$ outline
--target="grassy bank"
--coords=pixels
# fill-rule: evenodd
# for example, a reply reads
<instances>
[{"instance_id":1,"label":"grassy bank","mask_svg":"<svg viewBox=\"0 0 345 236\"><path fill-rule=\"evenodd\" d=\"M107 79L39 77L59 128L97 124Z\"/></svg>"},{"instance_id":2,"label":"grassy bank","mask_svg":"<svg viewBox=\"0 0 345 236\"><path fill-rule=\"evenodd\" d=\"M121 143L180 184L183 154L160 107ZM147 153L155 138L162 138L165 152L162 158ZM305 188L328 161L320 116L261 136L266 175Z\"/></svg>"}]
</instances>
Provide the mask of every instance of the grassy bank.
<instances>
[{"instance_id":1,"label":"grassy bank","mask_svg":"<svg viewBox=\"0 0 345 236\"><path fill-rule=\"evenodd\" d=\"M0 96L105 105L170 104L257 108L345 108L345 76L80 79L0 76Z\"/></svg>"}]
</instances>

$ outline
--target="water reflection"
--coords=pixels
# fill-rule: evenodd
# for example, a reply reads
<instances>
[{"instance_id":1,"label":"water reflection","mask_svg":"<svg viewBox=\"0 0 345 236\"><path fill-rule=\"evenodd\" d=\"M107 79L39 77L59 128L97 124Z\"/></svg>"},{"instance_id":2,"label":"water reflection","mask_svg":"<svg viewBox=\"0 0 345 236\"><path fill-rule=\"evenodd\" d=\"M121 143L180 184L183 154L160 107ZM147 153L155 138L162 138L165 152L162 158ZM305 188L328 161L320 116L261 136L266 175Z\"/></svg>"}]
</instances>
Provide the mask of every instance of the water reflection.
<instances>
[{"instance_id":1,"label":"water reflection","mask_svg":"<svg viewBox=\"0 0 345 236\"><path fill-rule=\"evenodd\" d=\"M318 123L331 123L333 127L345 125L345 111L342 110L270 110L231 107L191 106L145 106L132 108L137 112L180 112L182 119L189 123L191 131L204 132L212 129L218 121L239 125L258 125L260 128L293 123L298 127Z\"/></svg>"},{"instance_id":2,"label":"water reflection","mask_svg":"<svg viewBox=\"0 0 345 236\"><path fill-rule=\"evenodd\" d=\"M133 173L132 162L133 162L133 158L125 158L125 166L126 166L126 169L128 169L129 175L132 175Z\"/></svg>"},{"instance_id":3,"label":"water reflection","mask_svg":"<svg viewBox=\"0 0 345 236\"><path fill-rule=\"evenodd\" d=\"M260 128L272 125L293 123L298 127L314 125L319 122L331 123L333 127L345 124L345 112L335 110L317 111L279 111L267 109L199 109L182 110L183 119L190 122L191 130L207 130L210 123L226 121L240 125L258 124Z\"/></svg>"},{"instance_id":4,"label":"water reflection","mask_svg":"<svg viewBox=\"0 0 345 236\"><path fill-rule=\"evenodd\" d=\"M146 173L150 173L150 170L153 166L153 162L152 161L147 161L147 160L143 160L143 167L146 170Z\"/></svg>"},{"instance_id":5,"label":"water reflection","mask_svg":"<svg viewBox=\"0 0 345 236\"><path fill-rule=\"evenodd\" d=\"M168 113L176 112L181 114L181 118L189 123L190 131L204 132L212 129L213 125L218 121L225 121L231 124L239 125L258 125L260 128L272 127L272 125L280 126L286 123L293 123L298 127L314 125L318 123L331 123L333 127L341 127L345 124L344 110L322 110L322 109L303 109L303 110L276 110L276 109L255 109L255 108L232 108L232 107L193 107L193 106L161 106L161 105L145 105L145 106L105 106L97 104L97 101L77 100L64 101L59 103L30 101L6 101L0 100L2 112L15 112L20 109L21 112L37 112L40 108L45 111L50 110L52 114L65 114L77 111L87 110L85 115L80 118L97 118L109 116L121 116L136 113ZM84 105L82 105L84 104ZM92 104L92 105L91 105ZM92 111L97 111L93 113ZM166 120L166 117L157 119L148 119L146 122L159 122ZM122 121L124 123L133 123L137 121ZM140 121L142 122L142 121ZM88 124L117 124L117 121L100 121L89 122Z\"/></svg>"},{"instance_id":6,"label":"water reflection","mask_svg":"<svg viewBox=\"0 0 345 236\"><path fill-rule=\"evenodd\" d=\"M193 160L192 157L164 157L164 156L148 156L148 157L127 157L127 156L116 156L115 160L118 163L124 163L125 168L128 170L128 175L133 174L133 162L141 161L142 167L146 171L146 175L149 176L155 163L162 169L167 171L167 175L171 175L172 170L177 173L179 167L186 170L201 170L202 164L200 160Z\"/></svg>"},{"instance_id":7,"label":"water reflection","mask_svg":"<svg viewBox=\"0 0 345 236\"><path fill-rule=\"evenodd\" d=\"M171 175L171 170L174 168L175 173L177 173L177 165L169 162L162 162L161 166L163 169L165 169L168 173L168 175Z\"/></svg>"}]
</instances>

What you should do - Word for word, restate each record in the listing.

Solution to this task -
$ outline
--target="grassy bank"
--coords=pixels
# fill-rule: evenodd
# for example, a reply reads
<instances>
[{"instance_id":1,"label":"grassy bank","mask_svg":"<svg viewBox=\"0 0 345 236\"><path fill-rule=\"evenodd\" d=\"M107 79L39 77L59 128L97 124Z\"/></svg>"},{"instance_id":2,"label":"grassy bank","mask_svg":"<svg viewBox=\"0 0 345 236\"><path fill-rule=\"evenodd\" d=\"M121 143L180 184L183 154L160 107ZM147 153L155 138L162 138L165 152L162 158ZM305 188L328 161L320 116L261 136L266 175Z\"/></svg>"}]
</instances>
Provide the mask of every instance of the grassy bank.
<instances>
[{"instance_id":1,"label":"grassy bank","mask_svg":"<svg viewBox=\"0 0 345 236\"><path fill-rule=\"evenodd\" d=\"M0 96L105 105L170 104L257 108L345 108L345 76L80 79L0 76Z\"/></svg>"}]
</instances>

$ outline
--target="water reflection"
--coords=pixels
# fill-rule: evenodd
# for example, a reply reads
<instances>
[{"instance_id":1,"label":"water reflection","mask_svg":"<svg viewBox=\"0 0 345 236\"><path fill-rule=\"evenodd\" d=\"M107 79L39 77L59 128L97 124Z\"/></svg>"},{"instance_id":2,"label":"water reflection","mask_svg":"<svg viewBox=\"0 0 345 236\"><path fill-rule=\"evenodd\" d=\"M121 143L180 184L183 154L160 107ZM147 153L155 138L162 138L165 152L162 158ZM305 188L328 161L320 116L261 136L266 175Z\"/></svg>"}]
</instances>
Provide the mask of every instance of the water reflection.
<instances>
[{"instance_id":1,"label":"water reflection","mask_svg":"<svg viewBox=\"0 0 345 236\"><path fill-rule=\"evenodd\" d=\"M318 123L331 123L333 127L345 125L345 111L342 110L270 110L231 107L191 106L145 106L132 108L137 112L180 112L182 119L189 123L191 131L204 132L212 129L218 121L239 125L258 125L260 128L293 123L298 127Z\"/></svg>"},{"instance_id":2,"label":"water reflection","mask_svg":"<svg viewBox=\"0 0 345 236\"><path fill-rule=\"evenodd\" d=\"M133 173L132 162L133 162L133 158L125 158L125 166L126 166L126 169L128 169L129 175L132 175Z\"/></svg>"},{"instance_id":3,"label":"water reflection","mask_svg":"<svg viewBox=\"0 0 345 236\"><path fill-rule=\"evenodd\" d=\"M260 128L272 125L293 123L298 127L314 125L319 122L331 123L333 127L345 124L345 112L335 110L317 111L279 111L267 109L199 109L182 110L183 119L190 122L191 130L207 130L210 123L226 121L240 125L258 124Z\"/></svg>"},{"instance_id":4,"label":"water reflection","mask_svg":"<svg viewBox=\"0 0 345 236\"><path fill-rule=\"evenodd\" d=\"M146 173L150 173L150 170L153 166L153 162L152 161L147 161L147 160L143 160L143 167L146 170Z\"/></svg>"},{"instance_id":5,"label":"water reflection","mask_svg":"<svg viewBox=\"0 0 345 236\"><path fill-rule=\"evenodd\" d=\"M168 113L176 112L181 114L181 118L189 123L190 131L204 132L212 129L213 125L218 121L225 121L231 124L239 125L258 125L260 128L272 127L272 125L280 126L286 123L293 123L298 127L314 125L318 123L331 123L333 127L341 127L345 124L344 110L322 110L322 109L303 109L303 110L276 110L276 109L255 109L255 108L232 108L232 107L193 107L193 106L161 106L161 105L145 105L145 106L105 106L97 104L97 101L77 100L64 101L59 103L30 101L6 101L0 100L2 112L15 112L20 109L21 112L37 112L40 108L45 111L50 110L52 114L65 114L77 111L87 110L85 115L80 118L97 118L109 116L121 116L136 113ZM84 105L82 105L84 104ZM92 104L92 105L91 105ZM92 111L97 111L93 113ZM166 120L166 117L157 119L148 119L146 122L159 122ZM122 121L124 123L133 123L137 121ZM140 121L142 122L142 121ZM88 124L117 124L117 121L100 121L89 122Z\"/></svg>"},{"instance_id":6,"label":"water reflection","mask_svg":"<svg viewBox=\"0 0 345 236\"><path fill-rule=\"evenodd\" d=\"M193 160L192 157L164 157L164 156L148 156L148 157L127 157L127 156L116 156L115 160L118 163L124 163L125 168L128 170L128 175L133 174L133 162L141 161L142 167L146 171L146 175L149 176L155 163L162 169L167 171L167 175L171 175L172 170L177 173L179 167L186 170L201 170L202 164L200 160Z\"/></svg>"},{"instance_id":7,"label":"water reflection","mask_svg":"<svg viewBox=\"0 0 345 236\"><path fill-rule=\"evenodd\" d=\"M171 175L171 170L174 168L175 173L177 173L177 165L169 162L162 162L161 166L163 169L165 169L168 173L168 175Z\"/></svg>"}]
</instances>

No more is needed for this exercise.